(Набор заданий):
a. Перечислите все спектакли Таирова, которые названы в тексте о его театре.
b. Продолжите текст о театре Таирова с места, где он заканчивается.

(Текстовый фрагмент):
Чем последовательнее развертывал Таиров свою театральную систему, тем ярче становилась ее узость. Это понимание театра сказывалось и на методах его воспитания актера, которого он заражал волей к жизни и наполненной энергией, приучал к акробатической легкости, напевности и жонглерству. Таирову нужно было многое пережить, для того чтобы расширить свое понимание театра, нащупать внутренний необходимый путь развития своего театра и непрерывно двигаться вперед.

Подобно Мейерхольду, он нес в себе богатый запас художественных знаний, связанных с деятельностью изощренной художественной интеллигенции предреволюционных лет.

С первых лет революции Таиров искал в своих спектаклях «созвучия» ей.

Он переживал борьбу двух тенденций: с одной стороны, все возрастающее стремление к внутренне насыщенному спектаклю, требующему наиболее выразительных, строгих и сдержанных форм; с другой стороны, изживающая себя тенденция к яркому, бездумному театральному представлению, фактически сводящемуся к ряду неожиданных театральных приемов.

Эта вторая линия деятельности Таирова наиболее смелое проявление нашла в полной режиссерской изобретательности «Принцессе Брамбилле» — «каприччо в стиле Гофмана», как писал Таиров на афише, — в эпигонском по отношению к самому себе подражании кинематографической «Розите», и, наконец, в комической опере на текст Демьяна Бедного «Богатыри».

Все эти спектакли основаны не столько на желании раскрыть внутренний смысл и идею произведения, сколько на {490} самодовлеющей театральной идее, которая в результате рассыпается блестящим театральным фейерверком.

Таиров сам не замечает, как, ставя «Розиту», он вместо подлинной народной испанской яркости, вместо движения народных масс, о чем он мечтал, следует штампам «испанщины», показывает на сцене не красоту Испании, а исходит в своем восприятии из театральных представлений об Испании.

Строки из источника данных
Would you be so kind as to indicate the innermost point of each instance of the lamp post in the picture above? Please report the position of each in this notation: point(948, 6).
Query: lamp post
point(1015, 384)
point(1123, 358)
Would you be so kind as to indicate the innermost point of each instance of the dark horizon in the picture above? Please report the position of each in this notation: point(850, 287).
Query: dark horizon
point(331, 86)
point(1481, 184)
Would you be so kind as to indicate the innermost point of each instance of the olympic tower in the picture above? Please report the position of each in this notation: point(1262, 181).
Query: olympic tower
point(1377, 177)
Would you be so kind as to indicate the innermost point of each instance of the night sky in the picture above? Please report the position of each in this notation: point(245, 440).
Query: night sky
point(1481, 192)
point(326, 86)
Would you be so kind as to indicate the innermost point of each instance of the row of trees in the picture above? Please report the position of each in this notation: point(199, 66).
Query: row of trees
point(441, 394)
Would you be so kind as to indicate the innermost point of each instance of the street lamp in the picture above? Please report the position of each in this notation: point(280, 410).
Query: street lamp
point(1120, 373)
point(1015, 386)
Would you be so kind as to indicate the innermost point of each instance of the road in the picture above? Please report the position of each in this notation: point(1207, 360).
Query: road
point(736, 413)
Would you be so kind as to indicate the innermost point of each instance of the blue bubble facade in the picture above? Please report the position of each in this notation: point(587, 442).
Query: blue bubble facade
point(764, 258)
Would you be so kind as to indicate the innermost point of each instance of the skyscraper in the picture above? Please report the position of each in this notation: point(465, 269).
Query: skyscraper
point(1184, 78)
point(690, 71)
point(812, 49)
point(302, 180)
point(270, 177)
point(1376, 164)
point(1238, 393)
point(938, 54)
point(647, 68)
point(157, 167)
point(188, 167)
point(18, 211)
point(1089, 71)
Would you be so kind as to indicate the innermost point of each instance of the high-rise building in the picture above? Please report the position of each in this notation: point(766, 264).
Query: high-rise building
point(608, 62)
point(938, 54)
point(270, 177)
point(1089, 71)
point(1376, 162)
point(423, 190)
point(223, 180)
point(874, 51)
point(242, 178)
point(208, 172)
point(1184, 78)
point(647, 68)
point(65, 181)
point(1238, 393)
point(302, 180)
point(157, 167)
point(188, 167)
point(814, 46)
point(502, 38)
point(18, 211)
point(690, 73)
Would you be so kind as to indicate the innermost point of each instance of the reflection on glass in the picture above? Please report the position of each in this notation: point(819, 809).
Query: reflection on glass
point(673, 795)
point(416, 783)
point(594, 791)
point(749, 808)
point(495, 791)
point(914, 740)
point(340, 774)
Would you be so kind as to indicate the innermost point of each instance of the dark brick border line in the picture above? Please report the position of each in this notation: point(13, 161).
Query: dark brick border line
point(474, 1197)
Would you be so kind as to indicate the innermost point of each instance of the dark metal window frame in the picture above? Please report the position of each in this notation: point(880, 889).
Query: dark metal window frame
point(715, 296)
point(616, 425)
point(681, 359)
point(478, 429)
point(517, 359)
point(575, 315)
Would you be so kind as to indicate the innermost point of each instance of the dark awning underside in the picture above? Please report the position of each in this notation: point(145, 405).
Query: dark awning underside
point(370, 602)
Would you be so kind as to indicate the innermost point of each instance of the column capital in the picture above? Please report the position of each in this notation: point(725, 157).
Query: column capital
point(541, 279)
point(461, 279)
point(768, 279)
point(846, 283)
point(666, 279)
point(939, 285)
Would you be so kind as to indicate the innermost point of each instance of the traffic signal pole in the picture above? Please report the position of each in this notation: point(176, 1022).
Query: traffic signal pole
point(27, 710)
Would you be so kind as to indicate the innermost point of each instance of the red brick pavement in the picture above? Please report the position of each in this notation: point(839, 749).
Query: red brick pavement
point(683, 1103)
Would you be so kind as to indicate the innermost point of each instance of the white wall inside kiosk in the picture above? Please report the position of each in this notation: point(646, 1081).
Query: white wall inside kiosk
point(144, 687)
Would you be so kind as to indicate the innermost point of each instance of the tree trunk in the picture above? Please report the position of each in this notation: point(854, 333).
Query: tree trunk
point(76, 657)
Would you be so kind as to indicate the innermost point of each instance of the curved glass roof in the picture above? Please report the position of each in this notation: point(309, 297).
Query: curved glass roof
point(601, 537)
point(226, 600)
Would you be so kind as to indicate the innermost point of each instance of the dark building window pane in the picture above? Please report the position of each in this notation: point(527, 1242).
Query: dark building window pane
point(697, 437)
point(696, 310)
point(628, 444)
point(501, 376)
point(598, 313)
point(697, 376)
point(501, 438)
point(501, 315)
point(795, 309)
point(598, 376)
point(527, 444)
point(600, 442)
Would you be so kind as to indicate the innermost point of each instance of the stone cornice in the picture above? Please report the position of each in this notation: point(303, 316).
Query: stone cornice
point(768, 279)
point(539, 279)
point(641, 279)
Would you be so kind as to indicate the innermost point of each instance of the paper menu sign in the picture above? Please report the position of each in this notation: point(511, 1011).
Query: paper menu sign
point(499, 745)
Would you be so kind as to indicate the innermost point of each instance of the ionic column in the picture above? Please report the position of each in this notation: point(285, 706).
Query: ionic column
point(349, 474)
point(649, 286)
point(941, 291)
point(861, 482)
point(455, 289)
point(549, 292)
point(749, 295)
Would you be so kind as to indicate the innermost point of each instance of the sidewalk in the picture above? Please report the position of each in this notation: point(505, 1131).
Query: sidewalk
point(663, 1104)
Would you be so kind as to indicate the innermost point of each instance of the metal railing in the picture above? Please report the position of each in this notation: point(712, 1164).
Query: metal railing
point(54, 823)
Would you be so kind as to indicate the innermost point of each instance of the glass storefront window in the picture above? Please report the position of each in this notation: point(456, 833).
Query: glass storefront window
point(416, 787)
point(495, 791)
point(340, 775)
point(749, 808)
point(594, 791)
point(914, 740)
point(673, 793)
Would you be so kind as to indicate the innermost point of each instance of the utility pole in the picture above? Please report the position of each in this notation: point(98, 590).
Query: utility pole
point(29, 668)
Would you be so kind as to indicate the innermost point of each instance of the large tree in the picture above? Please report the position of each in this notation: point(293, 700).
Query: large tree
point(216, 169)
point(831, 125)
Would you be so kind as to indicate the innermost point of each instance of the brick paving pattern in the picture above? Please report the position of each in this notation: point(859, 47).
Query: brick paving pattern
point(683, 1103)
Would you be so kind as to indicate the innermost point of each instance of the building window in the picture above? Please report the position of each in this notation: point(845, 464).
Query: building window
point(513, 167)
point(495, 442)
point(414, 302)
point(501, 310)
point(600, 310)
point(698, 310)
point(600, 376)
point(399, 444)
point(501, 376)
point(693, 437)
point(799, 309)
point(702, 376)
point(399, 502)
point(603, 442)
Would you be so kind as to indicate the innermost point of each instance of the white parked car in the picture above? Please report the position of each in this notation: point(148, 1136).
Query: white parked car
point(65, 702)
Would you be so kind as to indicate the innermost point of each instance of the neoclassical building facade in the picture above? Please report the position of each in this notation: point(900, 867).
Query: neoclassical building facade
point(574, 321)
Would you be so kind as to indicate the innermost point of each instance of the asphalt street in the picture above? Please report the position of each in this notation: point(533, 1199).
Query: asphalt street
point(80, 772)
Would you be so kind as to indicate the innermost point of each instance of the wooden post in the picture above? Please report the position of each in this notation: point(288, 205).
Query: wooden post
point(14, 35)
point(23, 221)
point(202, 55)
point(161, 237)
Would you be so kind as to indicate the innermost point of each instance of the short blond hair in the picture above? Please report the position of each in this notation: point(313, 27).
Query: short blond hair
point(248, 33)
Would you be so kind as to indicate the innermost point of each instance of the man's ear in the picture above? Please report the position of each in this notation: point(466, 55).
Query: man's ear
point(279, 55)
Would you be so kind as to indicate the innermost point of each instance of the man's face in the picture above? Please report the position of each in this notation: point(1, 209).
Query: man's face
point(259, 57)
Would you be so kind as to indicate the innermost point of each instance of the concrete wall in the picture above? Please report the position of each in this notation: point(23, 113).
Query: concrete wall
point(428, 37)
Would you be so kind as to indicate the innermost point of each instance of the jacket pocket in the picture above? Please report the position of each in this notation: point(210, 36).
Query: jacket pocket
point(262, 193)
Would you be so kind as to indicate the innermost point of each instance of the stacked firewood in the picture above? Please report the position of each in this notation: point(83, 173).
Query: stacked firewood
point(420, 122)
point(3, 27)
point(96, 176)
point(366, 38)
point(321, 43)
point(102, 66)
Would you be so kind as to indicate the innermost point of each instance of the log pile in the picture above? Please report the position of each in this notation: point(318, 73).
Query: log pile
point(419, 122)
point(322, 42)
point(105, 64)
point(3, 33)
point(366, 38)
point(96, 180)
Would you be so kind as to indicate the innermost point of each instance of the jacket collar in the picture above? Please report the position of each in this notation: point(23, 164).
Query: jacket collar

(Ответы):
a. «Принцесса Брамбилла», «Розита», «Богатыри»

b.
В «Богатырях», воспользовавшись забытой музыкой Бородина к пародийной опере, он пытался создать игрушечное представление на основе русского народного эпоса, не замечая кричащего противоречия между темой, текстом, музыкой оперы и насмешливыми театральными приемами. Он превратил весь спектакль в изысканную бонбоньерку со стилизованными «русскими» декорациями.

Так Таирову мстила за себя в этих случаях его прежняя теория о самодовлеющем значении театрального искусства. Поэтому он искал выхода в других областях, которые приводили его к победе над прежним обожествлением «театрального театра».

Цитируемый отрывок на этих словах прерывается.